* _Entries from a dataset_:
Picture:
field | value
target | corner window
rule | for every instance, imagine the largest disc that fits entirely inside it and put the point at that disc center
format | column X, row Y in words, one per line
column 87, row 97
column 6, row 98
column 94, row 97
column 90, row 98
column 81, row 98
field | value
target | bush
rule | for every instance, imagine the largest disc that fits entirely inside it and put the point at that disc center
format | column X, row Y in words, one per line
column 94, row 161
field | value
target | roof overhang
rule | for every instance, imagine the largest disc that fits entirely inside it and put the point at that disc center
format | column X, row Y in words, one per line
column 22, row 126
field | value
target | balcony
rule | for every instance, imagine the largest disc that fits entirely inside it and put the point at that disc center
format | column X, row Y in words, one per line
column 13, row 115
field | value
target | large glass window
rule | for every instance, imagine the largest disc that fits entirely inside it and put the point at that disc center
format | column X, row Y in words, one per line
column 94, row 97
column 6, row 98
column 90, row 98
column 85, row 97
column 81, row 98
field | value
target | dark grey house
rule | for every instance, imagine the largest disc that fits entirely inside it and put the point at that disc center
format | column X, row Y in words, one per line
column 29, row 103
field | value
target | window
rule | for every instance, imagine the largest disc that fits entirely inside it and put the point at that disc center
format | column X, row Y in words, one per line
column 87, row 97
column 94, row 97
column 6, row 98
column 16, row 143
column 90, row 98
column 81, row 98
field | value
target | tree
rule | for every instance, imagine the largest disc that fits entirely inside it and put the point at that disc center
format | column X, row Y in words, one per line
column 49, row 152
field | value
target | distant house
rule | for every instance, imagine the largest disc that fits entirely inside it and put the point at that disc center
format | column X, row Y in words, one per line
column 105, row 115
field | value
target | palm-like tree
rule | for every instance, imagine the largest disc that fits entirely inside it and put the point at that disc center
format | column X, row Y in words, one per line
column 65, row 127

* _SET EXERCISE_: Copy out the records without change, starting at their first line and ending with the line that contains "column 13, row 115". Include both of those lines.

* _EXPECTED ANSWER_:
Picture:
field | value
target | corner window
rule | for every instance, imagine the largest disc that fits entirely inside it and put the point at that disc center
format | column X, row Y in words, one per line
column 87, row 97
column 6, row 98
column 94, row 97
column 90, row 98
column 81, row 98
field | value
target | bush
rule | for every instance, imagine the largest disc that fits entirely inside it and put the point at that disc center
format | column X, row Y in words, one per line
column 94, row 161
field | value
target | roof overhang
rule | for every instance, imagine the largest disc that fits entirely inside it and put the point at that disc center
format | column X, row Y in words, one per line
column 22, row 126
field | value
target | balcony
rule | for every instance, imagine the largest disc that fits entirely inside it and put the point at that disc center
format | column X, row Y in words, one per line
column 13, row 115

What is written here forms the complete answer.